## The task
Every entry below must be reproduced exactly.
================================
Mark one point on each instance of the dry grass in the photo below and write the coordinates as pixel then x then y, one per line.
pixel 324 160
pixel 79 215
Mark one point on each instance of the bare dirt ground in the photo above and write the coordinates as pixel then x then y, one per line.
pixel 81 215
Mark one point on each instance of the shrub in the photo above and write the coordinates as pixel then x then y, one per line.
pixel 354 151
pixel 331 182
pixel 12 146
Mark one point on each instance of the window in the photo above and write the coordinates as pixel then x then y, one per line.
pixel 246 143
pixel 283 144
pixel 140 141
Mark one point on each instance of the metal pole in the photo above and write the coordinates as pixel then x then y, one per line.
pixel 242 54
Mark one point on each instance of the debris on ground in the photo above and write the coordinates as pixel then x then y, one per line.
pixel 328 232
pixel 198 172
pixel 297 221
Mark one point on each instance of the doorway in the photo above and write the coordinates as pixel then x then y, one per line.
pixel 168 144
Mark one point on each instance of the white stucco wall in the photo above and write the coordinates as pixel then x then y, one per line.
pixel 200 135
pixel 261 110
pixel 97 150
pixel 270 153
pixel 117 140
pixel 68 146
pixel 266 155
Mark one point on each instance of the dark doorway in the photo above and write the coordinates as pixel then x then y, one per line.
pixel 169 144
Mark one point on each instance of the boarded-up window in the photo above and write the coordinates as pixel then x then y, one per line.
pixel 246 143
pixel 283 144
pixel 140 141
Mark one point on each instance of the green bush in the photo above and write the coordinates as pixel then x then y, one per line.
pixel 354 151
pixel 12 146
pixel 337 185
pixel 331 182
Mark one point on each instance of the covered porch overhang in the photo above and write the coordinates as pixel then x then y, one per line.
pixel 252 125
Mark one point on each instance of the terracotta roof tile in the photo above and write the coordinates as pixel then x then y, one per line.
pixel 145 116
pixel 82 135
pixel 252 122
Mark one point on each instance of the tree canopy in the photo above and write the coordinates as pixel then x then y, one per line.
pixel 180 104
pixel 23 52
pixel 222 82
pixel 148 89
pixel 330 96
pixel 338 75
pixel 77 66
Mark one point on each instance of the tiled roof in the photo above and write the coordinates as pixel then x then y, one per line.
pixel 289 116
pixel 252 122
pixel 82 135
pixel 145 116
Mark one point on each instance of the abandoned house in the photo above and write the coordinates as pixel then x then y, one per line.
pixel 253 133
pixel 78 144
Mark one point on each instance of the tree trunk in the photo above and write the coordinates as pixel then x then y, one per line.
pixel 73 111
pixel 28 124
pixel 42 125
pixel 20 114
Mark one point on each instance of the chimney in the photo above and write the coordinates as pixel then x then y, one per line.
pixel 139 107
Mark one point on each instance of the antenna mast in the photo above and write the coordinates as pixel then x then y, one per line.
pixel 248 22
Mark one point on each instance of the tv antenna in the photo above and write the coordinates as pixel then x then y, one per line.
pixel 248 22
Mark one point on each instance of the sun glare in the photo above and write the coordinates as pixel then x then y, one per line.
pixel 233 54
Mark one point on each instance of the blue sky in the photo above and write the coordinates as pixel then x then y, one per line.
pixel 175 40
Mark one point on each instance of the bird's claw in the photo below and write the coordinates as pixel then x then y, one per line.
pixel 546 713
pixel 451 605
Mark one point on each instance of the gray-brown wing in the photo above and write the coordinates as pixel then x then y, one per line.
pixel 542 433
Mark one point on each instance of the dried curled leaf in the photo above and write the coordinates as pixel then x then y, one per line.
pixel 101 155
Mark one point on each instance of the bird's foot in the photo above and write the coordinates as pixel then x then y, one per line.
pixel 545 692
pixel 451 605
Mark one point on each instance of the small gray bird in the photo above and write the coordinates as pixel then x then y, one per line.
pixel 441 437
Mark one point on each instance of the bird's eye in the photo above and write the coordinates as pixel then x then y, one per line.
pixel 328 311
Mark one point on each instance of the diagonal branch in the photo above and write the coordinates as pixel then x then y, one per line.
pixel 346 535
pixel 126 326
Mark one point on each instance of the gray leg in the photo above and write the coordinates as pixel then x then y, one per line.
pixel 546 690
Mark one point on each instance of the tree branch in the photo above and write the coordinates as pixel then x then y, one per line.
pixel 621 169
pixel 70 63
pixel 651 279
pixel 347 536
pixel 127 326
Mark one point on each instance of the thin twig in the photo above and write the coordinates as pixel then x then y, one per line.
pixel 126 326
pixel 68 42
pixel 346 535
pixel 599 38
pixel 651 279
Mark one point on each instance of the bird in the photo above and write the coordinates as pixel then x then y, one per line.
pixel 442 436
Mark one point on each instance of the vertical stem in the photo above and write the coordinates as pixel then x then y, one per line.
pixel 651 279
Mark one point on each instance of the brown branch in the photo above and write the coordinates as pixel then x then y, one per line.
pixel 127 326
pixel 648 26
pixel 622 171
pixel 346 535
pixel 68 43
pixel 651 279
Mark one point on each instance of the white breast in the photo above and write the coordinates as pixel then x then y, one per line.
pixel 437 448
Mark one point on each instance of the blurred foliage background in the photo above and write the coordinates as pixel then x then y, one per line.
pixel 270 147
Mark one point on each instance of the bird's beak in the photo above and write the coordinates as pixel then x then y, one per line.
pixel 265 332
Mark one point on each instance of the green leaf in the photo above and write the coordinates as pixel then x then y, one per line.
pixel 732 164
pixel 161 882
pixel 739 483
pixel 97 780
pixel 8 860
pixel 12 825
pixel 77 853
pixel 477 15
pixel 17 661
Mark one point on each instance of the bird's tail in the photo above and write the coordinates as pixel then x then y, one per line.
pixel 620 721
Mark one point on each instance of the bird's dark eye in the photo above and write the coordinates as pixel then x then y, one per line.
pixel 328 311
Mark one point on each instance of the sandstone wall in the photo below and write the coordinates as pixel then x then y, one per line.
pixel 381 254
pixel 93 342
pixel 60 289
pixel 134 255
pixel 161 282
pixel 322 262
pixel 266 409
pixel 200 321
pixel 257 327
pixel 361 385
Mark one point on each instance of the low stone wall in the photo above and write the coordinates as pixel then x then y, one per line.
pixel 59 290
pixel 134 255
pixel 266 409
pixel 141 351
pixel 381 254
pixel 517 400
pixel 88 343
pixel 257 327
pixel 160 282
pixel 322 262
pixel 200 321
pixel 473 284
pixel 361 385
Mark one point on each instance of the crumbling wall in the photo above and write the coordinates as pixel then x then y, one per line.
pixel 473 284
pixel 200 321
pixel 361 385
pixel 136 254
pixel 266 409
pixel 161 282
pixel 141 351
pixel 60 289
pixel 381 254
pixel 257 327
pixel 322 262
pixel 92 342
================================
## Output for this exercise
Mark one point on each instance of the dry grass in the photo below and write the coordinates as pixel then x then y, one per line.
pixel 324 160
pixel 79 215
Mark one point on each instance of the bare dirt ground in the photo above and write the coordinates as pixel then x then y, one per line.
pixel 81 215
Mark one point on each instance of the shrub in the photo above and write the coordinates as pixel then x then y, one per line.
pixel 354 151
pixel 331 182
pixel 12 146
Mark one point on each instance of the window in the photo above and write the coordinates as pixel then x then y, one per line.
pixel 246 143
pixel 283 144
pixel 140 141
Mark one point on each instance of the metal pole in the photo above and write the coordinates as pixel then x then y, one per line.
pixel 242 54
Mark one point on each instance of the debris on ground in the photo above and write the coordinates as pixel then x then y, one per line.
pixel 328 232
pixel 198 172
pixel 297 221
Mark one point on each instance of the doorway in the photo above and write the coordinates as pixel then x then y, one per line.
pixel 168 144
Mark one point on each instance of the white stucco wall in the photo above and write the coordinates as pixel then x then y, one per line.
pixel 200 135
pixel 261 110
pixel 97 150
pixel 270 153
pixel 117 140
pixel 68 146
pixel 266 155
Mark one point on each instance of the dark doorway in the photo above and write the coordinates as pixel then x then y, one per line.
pixel 169 144
Mark one point on each instance of the boarded-up window in the photo above and write the coordinates as pixel then x then y, one per line.
pixel 246 143
pixel 283 144
pixel 140 141
Mark one point on each instance of the green bush in the photo above and write the coordinates as pixel then x then y, one per line.
pixel 354 151
pixel 12 146
pixel 337 185
pixel 331 182
Mark one point on each instance of the covered porch overhang in the photo above and write the coordinates as pixel then x then y, one per line.
pixel 252 125
Mark one point on each instance of the terracotta roof tile in the photo above and write the coordinates as pixel then x then y, one per line.
pixel 145 116
pixel 82 135
pixel 252 122
Mark one point on each instance of the tree canopy in the photo above and write the coordinates as pixel then x then y, one per line.
pixel 180 104
pixel 23 52
pixel 222 82
pixel 148 89
pixel 330 96
pixel 338 75
pixel 77 66
Mark one point on each instance of the tiled roof in the photo above and write the coordinates as pixel then x then y, one per line.
pixel 289 116
pixel 252 122
pixel 82 135
pixel 145 116
Mark one point on each instance of the abandoned house in the photo above and write the coordinates as pixel then x then y, one per line.
pixel 253 133
pixel 78 144
Mark one point on each instance of the tree trunk in the photo above and write the coordinates as pixel then x then y, one per line.
pixel 73 111
pixel 28 124
pixel 42 125
pixel 20 114
Mark one point on each instance of the chimney in the photo above and write the coordinates as pixel then x then y, one per line.
pixel 139 107
Mark one point on each instance of the antenna mast in the photo above and write the coordinates as pixel then x then y, one per line.
pixel 248 22
Mark one point on each instance of the tv antenna in the photo above and write the coordinates as pixel then x then y, one per line.
pixel 248 22
Mark one point on each instance of the sun glare in the photo above and write the coordinates as pixel then x then y, one per line.
pixel 233 54
Mark one point on each instance of the blue sky in the photo above and write the coordinates as pixel then x then y, one per line.
pixel 175 40
Mark one point on each instance of the bird's claw in the photo below and write the coordinates as pixel then x then y, one per line.
pixel 546 713
pixel 451 605
Mark one point on each instance of the gray-brown wing in the photo above and write the coordinates as pixel then x then y, one per line.
pixel 542 433
Mark one point on each instance of the dried curled leaf in the photo above and write the coordinates as pixel then x then y, one per line.
pixel 101 155
Mark one point on each instance of the bird's foot in the photo above and write the coordinates as pixel then x then y, one per line.
pixel 545 692
pixel 451 605
Mark one point on each instance of the small gray bird in the photo above and write the coordinates as pixel then x then y, one per line.
pixel 441 437
Mark one point on each instance of the bird's eye in the photo above and write the coordinates as pixel then x then y, one per line.
pixel 328 311
Mark one point on each instance of the diagonal branch in the photo above and write the coordinates as pixel then x then y, one per line.
pixel 346 535
pixel 126 326
Mark one point on each instance of the gray leg in the photo above and write the coordinates as pixel then x then y, one per line.
pixel 546 690
Mark one point on each instance of the tree branch in the photo above and write the coordinates as pixel then x then y, one per line.
pixel 621 169
pixel 70 63
pixel 651 279
pixel 347 536
pixel 127 326
Mark one point on each instance of the thin twig in the photo above and write the coordinates as pixel then x then y, one per line.
pixel 126 326
pixel 68 42
pixel 346 535
pixel 599 38
pixel 651 279
Mark one point on each instance of the bird in the photo above and write the coordinates as pixel then x then y, one per line.
pixel 442 436
Mark one point on each instance of the vertical stem in the photo above and write the coordinates as pixel then x then y, one per line.
pixel 651 279
Mark one point on each instance of the brown branch in the photo above and write the coordinates as pixel then x then y, one per line.
pixel 127 326
pixel 648 26
pixel 622 171
pixel 346 535
pixel 68 43
pixel 651 279
Mark one point on each instance of the white breast in the photo above and write the coordinates as pixel then x then y, one per line.
pixel 437 448
Mark one point on each instance of the blurred foliage background in the photo above and write the coordinates as pixel then x then y, one per line.
pixel 270 147
Mark one point on each instance of the bird's beak in the photo above and write the coordinates as pixel then x then y, one per line.
pixel 265 332
Mark one point on each instance of the green leaf in the photo above and write the coordinates as pixel then x then y, one per line.
pixel 732 164
pixel 161 882
pixel 739 483
pixel 97 780
pixel 8 860
pixel 12 825
pixel 77 853
pixel 477 15
pixel 17 661
Mark one point on each instance of the bird's tail in the photo above and write the coordinates as pixel then x then y, one per line.
pixel 620 721
Mark one point on each instance of the bird's dark eye in the photo above and write the coordinates as pixel then x then y, one per line.
pixel 328 311
Mark one point on each instance of the sandstone wall in the photo below and write the coordinates as pixel then x then y, one per line.
pixel 381 254
pixel 93 342
pixel 60 289
pixel 134 255
pixel 161 282
pixel 322 262
pixel 266 409
pixel 200 321
pixel 257 327
pixel 361 385
Mark one point on each instance of the low stone wall in the photo above and write the coordinates as pixel then x then y, one per line.
pixel 59 290
pixel 134 255
pixel 266 409
pixel 141 351
pixel 381 254
pixel 517 400
pixel 88 343
pixel 257 327
pixel 160 282
pixel 322 262
pixel 200 321
pixel 473 284
pixel 361 385
Mark one point on each instance of the crumbling wall in the photo above and write the coordinates as pixel then x then y, one per line.
pixel 473 284
pixel 200 321
pixel 361 385
pixel 136 254
pixel 266 409
pixel 161 282
pixel 141 351
pixel 60 289
pixel 381 254
pixel 257 327
pixel 322 262
pixel 92 342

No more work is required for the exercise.